Anders wäre die Entscheidung wohl ausgefallen, wenn die Frau das Schneeball-System selbst voll durchschaut gehabt hätte. Dann wäre sie nicht schutzwürdig gewesen und hätte keinen Anspruch auf Ausgleich ihres Verlustes gehabt. Davon konnte jedoch nach Ansicht der Richter im konkreten Fall keine Rede sein. Vielmehr sei die Frau den Überredungskünsten geschulter Mitarbeiter - darunter des Beklagten - erlegen und habe die hohen Risiken ihrer Investition nicht überblickt.
Den Anstoß zu ihrem Beitritt gaben Verheißungen und Verlockungen während einer Werbeveranstaltung in Nürnberg. Bei der Präsentation pries ein Redner die Vorzüge des Systems in den höchsten Tönen. Die Stimmung unter den Teilnehmern war geradezu euphorisch. Auch die Klägerin war tief beeindruckt und ließ sich schließlich breitschlagen, in das Vertriebs-System mit den scheinbar blendenden Gewinnaussichten einzusteigen. Für ihre Teilnahme musste die Nürnbergerin 5.500 DM berappen.
Den gerichtlichen Feststellungen zufolge wurde sie jedoch vor ihrer Unterschrift weder ausreichend über die Risiken aufgeklärt noch wurde ihr der Schneeball-Charakter des Gewinnspiels klar vor Augen geführt. Auch der Beklagte selbst begnügte sich in einem persönlichen Informations-Gespräch nur mit eher allgemeinen Floskeln, die die Risiken mehr verschleierten als klar herausstellten.
Das Landgericht Nürnberg-Fürth wertete den Beitritts-Vertrag als sittenwidrig. Das ganze Vertriebs-System funktioniere nach dem Schneeball-Prinzip. Je mehr Teilnehmer bereits mitmachen, desto enger werde der Kreis potenzieller Neu-Kunden. In der Praxis führe dies dazu, dass - außer den Veranstaltern selbst - nur die Spitze der Teilnehmer-Pyramide einen Gewinn erwarten könne, während die Masse der später dazu stoßenden Mitglieder leer ausgehe.
Der beklagte Marketing-Manager habe all diese Umstände gekannt und sei sich des Schneeball-Charakters durchaus bewusst gewesen. Gleichwohl habe er im sogenannten "Manager-Gespräch", das dem Beitritt vorausging, die Klägerin zur Teilnahme überredet, ohne sie ausreichend über die Eigenart des Vertriebs-Systems und die damit verbundenen Risiken aufzuklären. Ihm sei es lediglich darum gegangen, im Falle ihres Beitritts seine Provision kassieren zu können. Dass die Frau am Ende wahrscheinlich leer ausgehen werde, habe er um seines eigenen Profits willen in Kauf genommen. Letztlich habe er sein Opfer auf diese Weise vorsätzlich geschädigt.

==============================

▶ IHRE AUFGABE
Welches Gericht wertete laut dem Lesetext oben den Beitritts-Vertrag als sittenwidrig?

Dateneinträge
==============================

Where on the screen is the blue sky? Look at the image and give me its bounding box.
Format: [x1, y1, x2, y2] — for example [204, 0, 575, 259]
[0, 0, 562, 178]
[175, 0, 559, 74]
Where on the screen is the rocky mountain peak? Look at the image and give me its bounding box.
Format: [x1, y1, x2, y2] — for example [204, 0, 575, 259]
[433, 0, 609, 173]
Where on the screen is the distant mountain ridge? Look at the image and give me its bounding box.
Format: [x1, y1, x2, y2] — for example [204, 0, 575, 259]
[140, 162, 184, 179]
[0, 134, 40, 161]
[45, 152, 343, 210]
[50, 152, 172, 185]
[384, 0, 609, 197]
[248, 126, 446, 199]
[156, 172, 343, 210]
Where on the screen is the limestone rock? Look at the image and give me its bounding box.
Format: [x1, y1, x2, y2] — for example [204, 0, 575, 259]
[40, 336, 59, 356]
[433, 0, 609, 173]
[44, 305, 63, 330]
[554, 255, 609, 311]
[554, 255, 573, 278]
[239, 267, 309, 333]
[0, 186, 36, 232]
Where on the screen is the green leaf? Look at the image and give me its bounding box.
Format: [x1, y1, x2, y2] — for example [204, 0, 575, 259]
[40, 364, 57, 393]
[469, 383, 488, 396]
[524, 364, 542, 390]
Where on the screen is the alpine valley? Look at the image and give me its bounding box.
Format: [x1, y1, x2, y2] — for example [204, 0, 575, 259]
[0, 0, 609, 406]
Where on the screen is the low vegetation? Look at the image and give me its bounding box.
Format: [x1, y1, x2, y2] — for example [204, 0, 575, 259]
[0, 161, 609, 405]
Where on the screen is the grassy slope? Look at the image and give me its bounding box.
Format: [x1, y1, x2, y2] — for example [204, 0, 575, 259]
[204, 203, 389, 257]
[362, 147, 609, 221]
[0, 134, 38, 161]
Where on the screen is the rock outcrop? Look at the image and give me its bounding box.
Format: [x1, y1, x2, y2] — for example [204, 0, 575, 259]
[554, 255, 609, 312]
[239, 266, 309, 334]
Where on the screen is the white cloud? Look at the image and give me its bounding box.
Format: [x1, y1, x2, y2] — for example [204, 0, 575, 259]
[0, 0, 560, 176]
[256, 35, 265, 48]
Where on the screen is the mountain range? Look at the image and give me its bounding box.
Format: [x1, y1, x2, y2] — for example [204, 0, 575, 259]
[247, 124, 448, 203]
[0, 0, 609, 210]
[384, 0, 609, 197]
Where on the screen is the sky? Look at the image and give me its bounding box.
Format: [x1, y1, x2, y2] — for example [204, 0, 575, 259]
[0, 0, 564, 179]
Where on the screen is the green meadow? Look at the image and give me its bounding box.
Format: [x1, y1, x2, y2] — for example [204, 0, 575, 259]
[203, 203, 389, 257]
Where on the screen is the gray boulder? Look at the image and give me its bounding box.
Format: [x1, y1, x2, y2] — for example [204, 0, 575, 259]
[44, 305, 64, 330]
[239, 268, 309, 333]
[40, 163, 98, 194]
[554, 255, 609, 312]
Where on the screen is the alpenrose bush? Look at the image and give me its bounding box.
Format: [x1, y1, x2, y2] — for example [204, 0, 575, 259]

==============================

▶ ANTWORTTEIL
Das Landgericht Nürnberg-Fürth.